-- TASK DESCRIPTION --
Word for word, restate every record.

-- INPUT FOR THIS TASK --
==*==
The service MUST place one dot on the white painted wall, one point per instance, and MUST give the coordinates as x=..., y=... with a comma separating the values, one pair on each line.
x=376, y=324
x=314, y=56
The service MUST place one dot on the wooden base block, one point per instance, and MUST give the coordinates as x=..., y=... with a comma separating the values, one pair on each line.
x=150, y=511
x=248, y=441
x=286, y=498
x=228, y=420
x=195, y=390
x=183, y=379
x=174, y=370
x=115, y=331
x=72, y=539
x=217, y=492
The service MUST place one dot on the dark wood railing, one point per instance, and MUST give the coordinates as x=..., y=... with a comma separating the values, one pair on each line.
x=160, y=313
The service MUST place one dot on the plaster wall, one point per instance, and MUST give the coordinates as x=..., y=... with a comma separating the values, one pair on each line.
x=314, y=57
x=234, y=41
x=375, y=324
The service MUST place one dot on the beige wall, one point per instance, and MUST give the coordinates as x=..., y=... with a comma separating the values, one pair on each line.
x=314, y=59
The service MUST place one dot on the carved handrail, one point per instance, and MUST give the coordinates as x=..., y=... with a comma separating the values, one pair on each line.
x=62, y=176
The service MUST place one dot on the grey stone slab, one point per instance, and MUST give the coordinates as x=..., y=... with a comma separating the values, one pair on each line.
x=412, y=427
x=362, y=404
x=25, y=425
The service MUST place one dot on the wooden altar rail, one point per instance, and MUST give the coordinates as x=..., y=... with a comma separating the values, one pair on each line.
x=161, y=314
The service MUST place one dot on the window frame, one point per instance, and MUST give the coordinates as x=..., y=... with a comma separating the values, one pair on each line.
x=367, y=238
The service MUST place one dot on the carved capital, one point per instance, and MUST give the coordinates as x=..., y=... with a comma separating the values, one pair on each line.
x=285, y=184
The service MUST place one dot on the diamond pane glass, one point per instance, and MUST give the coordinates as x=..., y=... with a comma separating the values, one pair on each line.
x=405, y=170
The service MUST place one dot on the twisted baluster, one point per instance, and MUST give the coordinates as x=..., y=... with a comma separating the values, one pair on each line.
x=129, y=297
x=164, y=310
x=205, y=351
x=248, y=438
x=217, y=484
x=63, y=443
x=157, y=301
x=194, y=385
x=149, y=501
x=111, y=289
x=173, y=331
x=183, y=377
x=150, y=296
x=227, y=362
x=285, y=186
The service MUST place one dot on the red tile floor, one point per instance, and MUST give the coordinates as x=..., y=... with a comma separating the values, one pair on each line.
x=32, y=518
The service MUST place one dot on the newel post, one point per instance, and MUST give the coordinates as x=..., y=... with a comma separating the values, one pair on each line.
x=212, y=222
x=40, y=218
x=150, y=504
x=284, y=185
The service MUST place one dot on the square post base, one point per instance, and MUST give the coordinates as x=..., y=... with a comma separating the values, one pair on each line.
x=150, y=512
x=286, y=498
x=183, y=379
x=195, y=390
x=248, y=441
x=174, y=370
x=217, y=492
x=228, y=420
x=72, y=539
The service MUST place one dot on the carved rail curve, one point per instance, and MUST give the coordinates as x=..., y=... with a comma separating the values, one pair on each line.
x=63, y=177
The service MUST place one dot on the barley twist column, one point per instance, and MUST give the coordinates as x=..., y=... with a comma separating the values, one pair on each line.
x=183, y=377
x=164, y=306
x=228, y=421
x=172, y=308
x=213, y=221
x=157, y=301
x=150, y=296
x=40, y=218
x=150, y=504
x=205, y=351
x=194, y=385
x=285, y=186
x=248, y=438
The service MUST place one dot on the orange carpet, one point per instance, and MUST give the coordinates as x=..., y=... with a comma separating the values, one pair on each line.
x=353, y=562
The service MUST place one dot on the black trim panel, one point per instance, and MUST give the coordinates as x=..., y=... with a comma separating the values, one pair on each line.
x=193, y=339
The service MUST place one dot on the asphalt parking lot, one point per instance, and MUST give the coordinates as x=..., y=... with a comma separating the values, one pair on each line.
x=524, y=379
==*==
-- SOLUTION TO THIS TASK --
The service MUST place one dot on the white painted wall, one point per instance, and MUST give the coordinates as x=..., y=... with a comma separating the values, one pair on each line.
x=376, y=324
x=314, y=56
The service MUST place one dot on the wooden base block, one point per instance, and MUST give the coordinates as x=..., y=... with a comma separating the values, one pair on each line.
x=150, y=511
x=248, y=441
x=286, y=498
x=228, y=420
x=195, y=390
x=183, y=379
x=174, y=370
x=115, y=331
x=72, y=539
x=217, y=492
The service MUST place one dot on the dark wood railing, one point per instance, and MUST give the coordinates as x=..., y=... with a comma separating the values, one pair on each line.
x=160, y=313
The service MUST place one dot on the plaster wall, one point per instance, and MUST give the coordinates as x=..., y=... with a comma separating the values, one pair on each line.
x=314, y=57
x=234, y=41
x=375, y=324
The service MUST place one dot on the beige wall, one point per instance, and MUST give the coordinates as x=..., y=... with a comma separating the values, one pair on each line.
x=314, y=59
The service MUST place one dot on the carved handrail, one point per instance, and MUST give the coordinates as x=..., y=... with a comma separating the values, one pair on each line.
x=62, y=176
The service MUST place one dot on the grey stone slab, one point per instance, and MUST give the coordinates as x=..., y=... with a comma separating the values, one pair on each line.
x=412, y=427
x=362, y=404
x=25, y=425
The service MUST place one dot on the wooden altar rail, one point per instance, and MUST give the coordinates as x=..., y=... with a comma separating the values, one pair on each line.
x=161, y=314
The service MUST place one dot on the window frame, one point per instance, and MUST give the coordinates as x=..., y=... with a comma separating the values, one pair on each line.
x=367, y=238
The service MUST place one dot on the carved capital, one point per instance, and MUST give the coordinates as x=..., y=... with a comma separating the values, one pair on each line.
x=285, y=184
The service MUST place one dot on the diamond pane glass, one point per instance, and MUST give the coordinates as x=..., y=... with a comma separating the values, one pair on each line.
x=405, y=170
The service MUST place one dot on the twisted baluster, one point per instance, and MUST give the coordinates as x=..., y=... with a comma separating the values, one pair on each line.
x=129, y=297
x=164, y=310
x=205, y=351
x=248, y=438
x=217, y=484
x=63, y=443
x=157, y=301
x=194, y=385
x=149, y=501
x=111, y=289
x=173, y=331
x=183, y=377
x=150, y=296
x=227, y=362
x=285, y=186
The service MUST place one dot on the red tile floor, one point per instance, and MUST give the coordinates as x=..., y=... with a comma separating the values, one pair on each line.
x=32, y=518
The service MUST place one dot on the newel post, one point per instance, and MUST give the coordinates as x=..., y=... with a comma separating the values, one pair on each line.
x=212, y=222
x=40, y=218
x=150, y=504
x=284, y=185
The service MUST place one dot on the square post base, one point per instance, and MUST give the coordinates as x=..., y=... with a comma separating the values, one pair on each line.
x=150, y=512
x=286, y=498
x=183, y=379
x=195, y=390
x=248, y=441
x=174, y=370
x=217, y=492
x=228, y=420
x=72, y=539
The service MUST place one dot on the carved rail curve, one point per instance, and MUST give the coordinates as x=..., y=... with a comma separating the values, one pair on each line.
x=63, y=177
The service MUST place one dot on the barley twist column, one point per instance, and MUST give the coordinates as x=..., y=... with a comma separating the values, one pair on each line.
x=183, y=377
x=164, y=306
x=228, y=421
x=172, y=308
x=213, y=221
x=157, y=301
x=150, y=296
x=40, y=218
x=150, y=504
x=205, y=351
x=194, y=385
x=285, y=186
x=248, y=438
The service MUST place one dot on the orange carpet, one point per instance, and MUST give the coordinates as x=..., y=... with a comma separating the values, one pair on each line.
x=353, y=562
The service MUST place one dot on the black trim panel, one point per instance, and MUST give the coordinates as x=..., y=... with a comma separating the values, one pair on each line.
x=193, y=339
The service MUST place one dot on the asphalt parking lot, one point per instance, and MUST give the coordinates as x=..., y=... with a comma separating the values, one pair on each line.
x=524, y=379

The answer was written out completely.